### [WRITTEN TASK]
Return, character for character, every line of the data from the line containing "of the paved" up to and including the final line of the data.

### [MATERIAL SUPPLIED]

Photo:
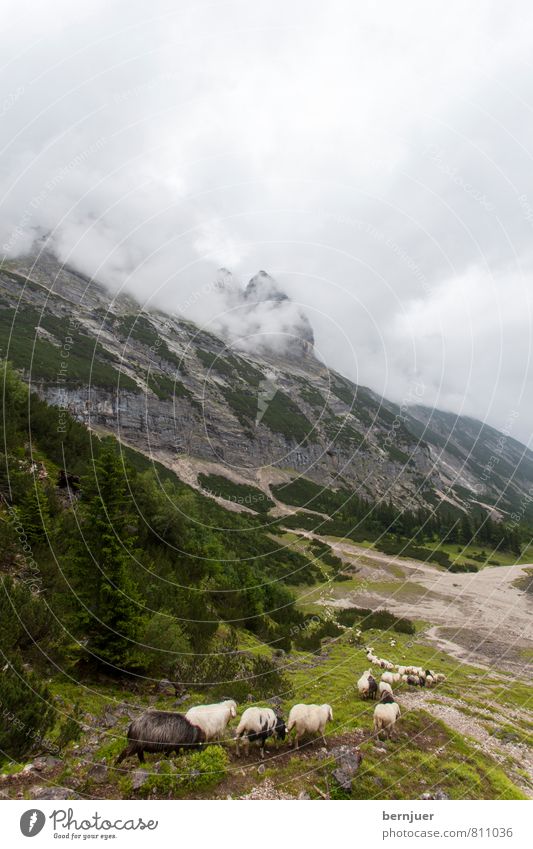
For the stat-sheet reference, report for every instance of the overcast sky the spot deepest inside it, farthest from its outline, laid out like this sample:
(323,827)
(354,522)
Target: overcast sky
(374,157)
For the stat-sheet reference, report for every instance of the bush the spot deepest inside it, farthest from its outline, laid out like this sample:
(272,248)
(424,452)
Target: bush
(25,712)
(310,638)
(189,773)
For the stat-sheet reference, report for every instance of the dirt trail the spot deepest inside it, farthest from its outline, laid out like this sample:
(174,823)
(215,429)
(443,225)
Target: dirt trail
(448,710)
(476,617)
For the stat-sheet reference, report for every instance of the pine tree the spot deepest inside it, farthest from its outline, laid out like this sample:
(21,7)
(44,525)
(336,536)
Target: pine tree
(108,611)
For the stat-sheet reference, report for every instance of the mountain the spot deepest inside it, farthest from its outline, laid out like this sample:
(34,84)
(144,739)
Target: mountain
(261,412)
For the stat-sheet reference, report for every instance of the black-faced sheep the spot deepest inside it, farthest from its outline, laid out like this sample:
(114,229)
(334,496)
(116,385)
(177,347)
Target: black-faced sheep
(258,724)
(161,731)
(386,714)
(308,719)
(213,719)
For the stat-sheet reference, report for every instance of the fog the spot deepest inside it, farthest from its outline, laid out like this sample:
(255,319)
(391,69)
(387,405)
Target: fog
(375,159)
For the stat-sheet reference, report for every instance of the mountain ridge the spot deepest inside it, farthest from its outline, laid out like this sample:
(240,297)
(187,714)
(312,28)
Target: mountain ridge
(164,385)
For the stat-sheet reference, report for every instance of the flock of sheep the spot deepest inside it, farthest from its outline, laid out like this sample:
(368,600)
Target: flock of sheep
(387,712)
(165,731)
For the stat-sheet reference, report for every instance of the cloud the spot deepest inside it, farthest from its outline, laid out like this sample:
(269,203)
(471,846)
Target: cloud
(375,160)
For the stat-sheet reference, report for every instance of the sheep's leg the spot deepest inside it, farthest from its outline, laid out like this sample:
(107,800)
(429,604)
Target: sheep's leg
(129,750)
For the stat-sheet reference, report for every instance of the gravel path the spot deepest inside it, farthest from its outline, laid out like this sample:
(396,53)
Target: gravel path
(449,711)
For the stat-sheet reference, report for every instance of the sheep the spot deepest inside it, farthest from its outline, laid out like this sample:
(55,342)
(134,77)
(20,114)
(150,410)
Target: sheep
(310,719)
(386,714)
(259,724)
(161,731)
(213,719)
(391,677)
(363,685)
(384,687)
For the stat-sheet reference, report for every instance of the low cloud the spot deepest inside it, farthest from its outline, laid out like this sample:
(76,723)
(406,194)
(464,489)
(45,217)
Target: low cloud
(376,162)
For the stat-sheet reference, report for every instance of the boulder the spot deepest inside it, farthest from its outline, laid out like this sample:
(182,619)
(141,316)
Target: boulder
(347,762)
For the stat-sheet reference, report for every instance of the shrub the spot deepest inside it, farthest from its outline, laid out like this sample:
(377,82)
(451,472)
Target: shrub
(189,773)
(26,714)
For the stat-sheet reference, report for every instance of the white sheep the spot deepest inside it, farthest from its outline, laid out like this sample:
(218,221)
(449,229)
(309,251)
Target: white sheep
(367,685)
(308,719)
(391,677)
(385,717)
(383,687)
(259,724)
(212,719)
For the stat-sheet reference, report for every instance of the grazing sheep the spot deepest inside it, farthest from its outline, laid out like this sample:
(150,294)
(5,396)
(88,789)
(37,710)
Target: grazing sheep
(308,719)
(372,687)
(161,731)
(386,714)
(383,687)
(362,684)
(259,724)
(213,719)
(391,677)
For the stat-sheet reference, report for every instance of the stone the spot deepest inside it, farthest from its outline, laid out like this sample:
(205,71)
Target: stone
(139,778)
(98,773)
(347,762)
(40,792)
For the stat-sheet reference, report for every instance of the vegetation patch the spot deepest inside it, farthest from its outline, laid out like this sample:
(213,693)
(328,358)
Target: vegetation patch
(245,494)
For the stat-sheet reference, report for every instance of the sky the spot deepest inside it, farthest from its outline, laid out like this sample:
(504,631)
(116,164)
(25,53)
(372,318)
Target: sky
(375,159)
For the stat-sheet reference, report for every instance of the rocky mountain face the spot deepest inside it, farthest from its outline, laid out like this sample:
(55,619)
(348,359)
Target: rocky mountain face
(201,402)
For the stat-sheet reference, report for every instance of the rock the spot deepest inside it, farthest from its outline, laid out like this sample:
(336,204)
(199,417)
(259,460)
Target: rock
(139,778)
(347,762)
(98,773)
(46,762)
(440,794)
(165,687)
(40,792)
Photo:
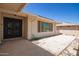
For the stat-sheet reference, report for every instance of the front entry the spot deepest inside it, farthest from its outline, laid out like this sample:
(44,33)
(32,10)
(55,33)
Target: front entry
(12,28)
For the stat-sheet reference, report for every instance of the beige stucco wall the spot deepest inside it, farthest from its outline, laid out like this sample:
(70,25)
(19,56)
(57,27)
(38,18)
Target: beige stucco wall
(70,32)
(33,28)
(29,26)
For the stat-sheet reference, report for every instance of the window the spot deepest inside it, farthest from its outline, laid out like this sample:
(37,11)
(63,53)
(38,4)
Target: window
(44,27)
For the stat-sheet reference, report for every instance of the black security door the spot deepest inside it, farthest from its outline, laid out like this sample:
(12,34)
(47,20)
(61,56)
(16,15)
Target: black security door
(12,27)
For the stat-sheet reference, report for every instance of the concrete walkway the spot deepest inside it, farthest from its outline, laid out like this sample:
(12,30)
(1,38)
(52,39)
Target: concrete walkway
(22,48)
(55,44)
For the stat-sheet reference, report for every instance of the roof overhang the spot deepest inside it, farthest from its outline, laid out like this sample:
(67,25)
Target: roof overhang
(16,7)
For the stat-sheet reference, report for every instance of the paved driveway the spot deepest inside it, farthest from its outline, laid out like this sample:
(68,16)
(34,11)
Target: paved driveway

### [OUTPUT FOR THIS EXERCISE]
For the stat-sheet reference, report for every instance of the paved driveway the spot deepest inside it, farthest from its outline, laid out like this sample:
(68,16)
(34,11)
Target: paved driveway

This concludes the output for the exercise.